• **WRITTEN TASK 1**:
In the GEDI post, how many times per second does each laser fire?
• **WRITTEN TASK 2**:
Reproduce the GEDI post word for word, starting at "GEDI is mounted" and ending at "beneath the sensor.".

Author Archives: danclewley

About danclewley

Remote Sensing Analyst at Plymouth Marine Laboratory.

A script to find and download GEDI passes

The Global Ecosystem Dynamics Investigation (GEDI) is a spaceborne lidar instrument mounted on the International Space Station (ISS). The GEDI instrument is a geodetic-class lidar with 3 lasers that produce 8 parallel tracks. Each laser illuminates a 25 m footprint on the ground and fires at a rate of 242 times per second. Each footprint is separated by 60 m in the along track direction, at an across-track distance of 600 m between each of the 8 tracks. GEDI’s precise measurements of forest canopy height, canopy vertical structure, and surface elevation will be critical to characterizing and understanding carbon and water cycling processes to further our knowledge of the world we live in: http://www.gedi.umd.edu.

GEDI is mounted on the ISS and therefore its orbit is dictated by that of the ISS. This prevents repeat acquisitions in the same way that Landsat or Sentinel satellite data is collected. While this enables wider coverage, its data acquisition is not consistent. Further to this, GEDI has the ability to point its lasers so that the area on the ground imaged is not necessarily that at nadir beneath the sensor.

To date, GEDI data is available via two means:

Earthdata (https://search.earthdata.nasa.gov/search) provides the data but does not currently provide sufficient visualization so that users can see whether the data intersects their ROI.

Alternatively, the NASA LP DAAC provide the data in list/ftp format (https://e4ftl01.cr.usgs.gov/GEDI/). This allows easy access to all the data but requires that the user knows the orbit that they require. Since February 2020, this has been supplemented by a web tool called GEDI Finder (https://lpdaacsvc.cr.usgs.gov/services/gedifinder). Users pass in bounding box dimensions alongside the GEDI product and version they require and it returns a subset of the list of data that intersects their bounding box. While this is a simple method for accessing data, it requires that a user either manually downloads each one or passes each name to software (wget, curl) to pull the data.

• **PROVIDED DATA**:
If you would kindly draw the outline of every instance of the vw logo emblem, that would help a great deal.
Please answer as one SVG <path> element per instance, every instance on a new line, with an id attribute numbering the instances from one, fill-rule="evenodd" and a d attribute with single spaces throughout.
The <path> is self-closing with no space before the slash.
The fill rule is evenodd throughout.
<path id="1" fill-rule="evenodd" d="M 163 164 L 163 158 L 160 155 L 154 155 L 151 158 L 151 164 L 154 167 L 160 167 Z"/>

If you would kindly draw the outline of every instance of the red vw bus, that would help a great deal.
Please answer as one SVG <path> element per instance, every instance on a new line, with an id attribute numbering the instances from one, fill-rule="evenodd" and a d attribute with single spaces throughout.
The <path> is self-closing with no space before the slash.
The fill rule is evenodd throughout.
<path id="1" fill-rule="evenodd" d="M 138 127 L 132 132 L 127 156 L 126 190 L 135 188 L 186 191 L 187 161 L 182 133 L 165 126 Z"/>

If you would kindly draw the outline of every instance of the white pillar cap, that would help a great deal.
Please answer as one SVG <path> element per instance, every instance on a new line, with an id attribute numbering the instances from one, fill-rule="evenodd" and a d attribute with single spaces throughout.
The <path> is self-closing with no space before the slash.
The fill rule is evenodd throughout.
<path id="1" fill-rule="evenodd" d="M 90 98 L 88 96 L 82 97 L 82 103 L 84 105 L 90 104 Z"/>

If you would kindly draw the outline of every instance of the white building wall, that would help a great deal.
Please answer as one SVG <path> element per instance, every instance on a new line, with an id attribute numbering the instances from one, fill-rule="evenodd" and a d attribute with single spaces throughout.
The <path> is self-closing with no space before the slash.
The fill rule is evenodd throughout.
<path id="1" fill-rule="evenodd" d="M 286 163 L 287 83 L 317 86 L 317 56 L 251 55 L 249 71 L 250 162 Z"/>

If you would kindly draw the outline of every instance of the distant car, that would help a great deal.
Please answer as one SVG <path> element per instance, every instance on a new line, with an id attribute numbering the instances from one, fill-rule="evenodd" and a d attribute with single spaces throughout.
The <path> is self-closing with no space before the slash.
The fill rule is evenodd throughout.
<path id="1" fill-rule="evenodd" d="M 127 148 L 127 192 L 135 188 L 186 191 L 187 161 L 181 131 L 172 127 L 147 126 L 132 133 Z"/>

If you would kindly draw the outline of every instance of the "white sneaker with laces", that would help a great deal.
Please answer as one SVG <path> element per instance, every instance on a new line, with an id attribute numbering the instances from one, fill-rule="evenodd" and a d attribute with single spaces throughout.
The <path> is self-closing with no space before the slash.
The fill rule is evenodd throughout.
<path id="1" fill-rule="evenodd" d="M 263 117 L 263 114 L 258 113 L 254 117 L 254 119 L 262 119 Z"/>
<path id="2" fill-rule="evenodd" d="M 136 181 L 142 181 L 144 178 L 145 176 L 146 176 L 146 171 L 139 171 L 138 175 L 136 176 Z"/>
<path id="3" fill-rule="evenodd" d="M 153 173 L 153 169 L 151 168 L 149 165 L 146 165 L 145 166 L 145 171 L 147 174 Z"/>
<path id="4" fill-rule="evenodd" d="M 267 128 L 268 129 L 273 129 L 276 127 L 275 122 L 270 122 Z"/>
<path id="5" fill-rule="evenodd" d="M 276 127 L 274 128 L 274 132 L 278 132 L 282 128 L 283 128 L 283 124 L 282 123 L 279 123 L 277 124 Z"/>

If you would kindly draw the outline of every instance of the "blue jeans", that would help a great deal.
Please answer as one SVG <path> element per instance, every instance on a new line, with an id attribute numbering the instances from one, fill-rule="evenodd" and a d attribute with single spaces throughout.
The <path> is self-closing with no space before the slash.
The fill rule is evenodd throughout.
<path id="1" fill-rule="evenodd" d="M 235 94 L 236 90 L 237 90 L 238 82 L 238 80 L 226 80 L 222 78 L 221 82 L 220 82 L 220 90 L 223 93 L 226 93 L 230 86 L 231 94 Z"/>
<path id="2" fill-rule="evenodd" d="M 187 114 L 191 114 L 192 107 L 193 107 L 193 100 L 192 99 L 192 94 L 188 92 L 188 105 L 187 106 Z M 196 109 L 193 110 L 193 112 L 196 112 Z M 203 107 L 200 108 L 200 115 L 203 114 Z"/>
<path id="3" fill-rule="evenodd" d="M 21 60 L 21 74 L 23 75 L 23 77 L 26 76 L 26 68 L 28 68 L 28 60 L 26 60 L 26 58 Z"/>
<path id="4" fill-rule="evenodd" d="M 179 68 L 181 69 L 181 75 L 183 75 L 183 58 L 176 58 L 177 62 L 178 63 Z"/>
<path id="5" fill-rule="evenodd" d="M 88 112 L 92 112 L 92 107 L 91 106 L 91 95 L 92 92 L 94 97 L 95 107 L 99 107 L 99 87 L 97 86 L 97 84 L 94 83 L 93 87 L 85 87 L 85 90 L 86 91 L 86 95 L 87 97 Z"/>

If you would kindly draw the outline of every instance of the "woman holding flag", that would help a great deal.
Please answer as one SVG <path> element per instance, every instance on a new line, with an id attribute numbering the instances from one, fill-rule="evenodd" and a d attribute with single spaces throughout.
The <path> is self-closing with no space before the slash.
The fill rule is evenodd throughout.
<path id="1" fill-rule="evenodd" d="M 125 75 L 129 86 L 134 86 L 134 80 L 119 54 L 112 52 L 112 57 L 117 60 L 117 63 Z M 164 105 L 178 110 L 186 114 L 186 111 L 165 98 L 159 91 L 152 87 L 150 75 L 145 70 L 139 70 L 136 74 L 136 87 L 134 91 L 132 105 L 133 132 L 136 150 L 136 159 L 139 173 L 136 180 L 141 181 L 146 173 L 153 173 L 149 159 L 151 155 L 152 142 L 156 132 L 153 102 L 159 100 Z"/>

• **FINAL ANSWER 1**:
242 times per second.

• **FINAL ANSWER 2**:
GEDI is mounted on the ISS and therefore its orbit is dictated by that of the ISS. This prevents repeat acquisitions in the same way that Landsat or Sentinel satellite data is collected. While this enables wider coverage, its data acquisition is not consistent. Further to this, GEDI has the ability to point its lasers so that the area on the ground imaged is not necessarily that at nadir beneath the sensor.